■ Zu bearbeitende Aufgaben
a – Drucken Sie aus dem Textauszug alles von „Offenburg. Sie gelten“ bis hinunter zu „Afög betroffene Frauen.“ unverändert ab.
b – Seit wann ist Tanja Merz laut dem Textauszug Auszubildende zur Fleischereifachverkäuferin?
c – Erläutern Sie anhand des Textauszugs, warum der Name „Artemis“ nach Aussage des Afög-Geschäftsführers zu dem Projekt passt.
═════ Textauszug ═════
Projekt "Artemis" ermöglicht alleinerziehenden Müttern Spagat zwischen Familie und Beruf. Hilfe von der Afög.

Offenburg. Sie gelten auf dem Arbeitsmarkt als schwer vermittelbar: alleinerziehende Mütter. Das landesweite Projekt "Artemis" soll das ändern – mit einer Berufsausbildung in Teilzeit. In der Ortenau unterstützt die Afög betroffene Frauen.

Tanja Merz ist 25 Jahre alt, alleinerziehende Mutter und seit Februar Auszubildende zur Fleischereifachverkäuferin. Vor einigen Jahren hatte die Oberkircherin schon einmal eine Lehre begonnen, wollte in der Gastronomie Fuß fassen. Ihre Schwangerschaft durchkreuzte damals ihre Pläne. Heute ist ihr Sohn drei Jahre alt und Merz hat einen neuen Anlauf genommen – mithilfe der Ortenauer Arbeitsfördergesellschaft (Afög) und "Artemis".

"Artemis gilt in der griechischen Mythologie unter anderem als die Hüterin der Frauen und Kinder", sagte der Afög-Geschäftsführer Hans Pfotzer-Reiß gestern bei einem Pressegespräch. So passe der von den Initiatoren gewählte Name ganz gut zu dem Projekt, das alleinerziehenden Müttern den Sprung auf den Arbeitsmarkt erleichtern soll. "Mehr als die Hälfte von ihnen hat keine abgeschlossene Berufsausbildung", berichtet Pfotzer-Reiß. Ein Problem, das die Landesregierung erkannt hat und mit Geldern aus dem europäischen Sozialfonds korrigieren will. So soll "brachliegendes Potenzial für die Fachkräftegewinnung" wieder nutzbar gemacht werden.
═════ Rohdaten ═════
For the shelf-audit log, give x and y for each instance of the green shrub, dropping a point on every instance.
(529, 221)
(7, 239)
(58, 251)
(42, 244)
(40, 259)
═════
■ Lösungen der Aufgaben
a –
Offenburg. Sie gelten auf dem Arbeitsmarkt als schwer vermittelbar: alleinerziehende Mütter. Das landesweite Projekt "Artemis" soll das ändern – mit einer Berufsausbildung in Teilzeit. In der Ortenau unterstützt die Afög betroffene Frauen.

b – Seit Februar.

c – Artemis gilt in der griechischen Mythologie unter anderem als Hüterin der Frauen und Kinder. Deshalb passt der Name laut Hans Pfotzer-Reiß gut zu einem Projekt, das alleinerziehenden Müttern den Sprung auf den Arbeitsmarkt erleichtern soll.